— Start —

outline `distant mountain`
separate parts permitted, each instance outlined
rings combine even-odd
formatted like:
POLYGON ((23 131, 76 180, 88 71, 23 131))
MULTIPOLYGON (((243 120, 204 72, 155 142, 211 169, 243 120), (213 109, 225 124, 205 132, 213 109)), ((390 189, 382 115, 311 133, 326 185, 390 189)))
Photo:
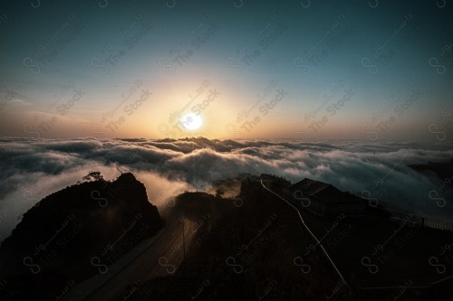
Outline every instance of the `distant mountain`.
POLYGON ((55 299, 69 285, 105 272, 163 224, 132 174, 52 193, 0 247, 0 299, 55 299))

— End —
— Start —

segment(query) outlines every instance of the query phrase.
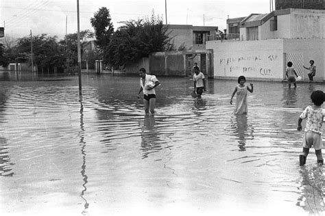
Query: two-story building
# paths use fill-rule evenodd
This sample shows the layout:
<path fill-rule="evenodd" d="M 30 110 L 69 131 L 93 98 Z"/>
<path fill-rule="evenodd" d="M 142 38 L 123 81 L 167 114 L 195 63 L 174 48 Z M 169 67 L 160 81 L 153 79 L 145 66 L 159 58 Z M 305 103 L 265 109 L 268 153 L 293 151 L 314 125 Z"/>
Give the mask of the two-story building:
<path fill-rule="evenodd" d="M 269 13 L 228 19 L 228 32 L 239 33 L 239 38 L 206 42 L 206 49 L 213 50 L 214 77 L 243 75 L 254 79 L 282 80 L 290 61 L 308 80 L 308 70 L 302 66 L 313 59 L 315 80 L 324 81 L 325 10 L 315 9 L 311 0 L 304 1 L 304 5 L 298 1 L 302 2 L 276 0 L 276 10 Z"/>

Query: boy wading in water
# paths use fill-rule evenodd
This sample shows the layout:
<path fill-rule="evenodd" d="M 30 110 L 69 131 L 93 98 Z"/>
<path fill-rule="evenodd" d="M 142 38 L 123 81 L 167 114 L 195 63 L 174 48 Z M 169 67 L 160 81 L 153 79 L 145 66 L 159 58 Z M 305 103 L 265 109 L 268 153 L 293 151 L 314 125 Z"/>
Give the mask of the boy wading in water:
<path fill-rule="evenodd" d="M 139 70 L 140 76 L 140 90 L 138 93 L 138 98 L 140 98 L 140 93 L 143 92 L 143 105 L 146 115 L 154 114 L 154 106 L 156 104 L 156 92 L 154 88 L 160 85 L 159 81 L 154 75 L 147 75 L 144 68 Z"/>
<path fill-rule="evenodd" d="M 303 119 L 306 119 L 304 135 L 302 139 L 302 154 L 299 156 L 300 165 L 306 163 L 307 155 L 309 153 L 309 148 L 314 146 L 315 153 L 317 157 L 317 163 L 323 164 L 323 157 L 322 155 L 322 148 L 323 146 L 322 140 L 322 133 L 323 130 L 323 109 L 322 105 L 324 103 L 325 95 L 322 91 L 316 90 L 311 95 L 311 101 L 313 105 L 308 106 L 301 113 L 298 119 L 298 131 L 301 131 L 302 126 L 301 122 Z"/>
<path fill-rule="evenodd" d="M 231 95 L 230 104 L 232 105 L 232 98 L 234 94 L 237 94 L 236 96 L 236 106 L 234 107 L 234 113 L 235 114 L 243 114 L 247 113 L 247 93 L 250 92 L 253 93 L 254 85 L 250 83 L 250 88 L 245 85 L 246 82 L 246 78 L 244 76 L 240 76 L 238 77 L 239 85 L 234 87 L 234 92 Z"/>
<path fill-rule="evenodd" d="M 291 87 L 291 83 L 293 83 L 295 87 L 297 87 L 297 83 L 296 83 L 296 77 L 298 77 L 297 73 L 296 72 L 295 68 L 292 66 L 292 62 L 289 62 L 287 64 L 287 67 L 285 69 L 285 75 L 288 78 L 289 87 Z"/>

— End —

■ REQUIRED TASK ■
Format the stretch of records from the line containing "Query: boy wading in water" through the line containing "291 87 L 291" as a two-column CSV with the header columns request and answer. Give one row for each request, with its text and its answer each in a single quoted field and every line break replaced by a space.

■ SOLUTION TO THIS EXERCISE ■
request,answer
"Query: boy wading in water # paths use fill-rule evenodd This sample shows the layout: <path fill-rule=""evenodd"" d=""M 30 110 L 69 131 L 93 98 Z""/> <path fill-rule=""evenodd"" d=""M 142 38 L 123 81 L 167 114 L 195 63 L 174 48 Z M 169 67 L 160 81 L 153 79 L 145 66 L 159 58 Z M 305 103 L 265 109 L 268 153 L 293 151 L 314 125 Z""/> Give the mask of the boy wading in water:","<path fill-rule=""evenodd"" d=""M 139 70 L 140 76 L 140 90 L 138 93 L 138 98 L 140 98 L 140 93 L 143 92 L 143 105 L 146 115 L 154 114 L 154 106 L 156 104 L 156 92 L 154 88 L 160 85 L 159 81 L 154 75 L 147 75 L 144 68 Z""/> <path fill-rule=""evenodd"" d=""M 303 119 L 306 119 L 304 135 L 302 139 L 302 154 L 299 156 L 300 165 L 306 163 L 307 155 L 309 153 L 309 148 L 314 146 L 315 153 L 317 157 L 317 163 L 323 164 L 323 157 L 322 155 L 322 148 L 323 146 L 322 140 L 322 133 L 323 130 L 323 109 L 322 105 L 324 103 L 325 95 L 322 91 L 316 90 L 311 95 L 311 101 L 313 105 L 308 106 L 301 113 L 298 119 L 298 131 L 301 131 L 302 126 L 301 122 Z""/> <path fill-rule=""evenodd"" d=""M 231 95 L 230 104 L 232 105 L 232 98 L 234 94 L 237 94 L 236 96 L 236 106 L 234 107 L 234 113 L 235 114 L 243 114 L 247 113 L 247 93 L 250 92 L 253 93 L 254 85 L 250 83 L 250 88 L 245 85 L 246 82 L 246 78 L 244 76 L 240 76 L 238 77 L 239 85 L 234 87 L 234 92 Z""/> <path fill-rule=""evenodd"" d=""M 291 87 L 291 83 L 293 83 L 295 87 L 297 87 L 297 83 L 296 83 L 296 77 L 298 77 L 297 73 L 296 72 L 295 68 L 292 66 L 292 62 L 289 62 L 287 64 L 287 67 L 285 69 L 285 75 L 288 78 L 289 87 Z""/>"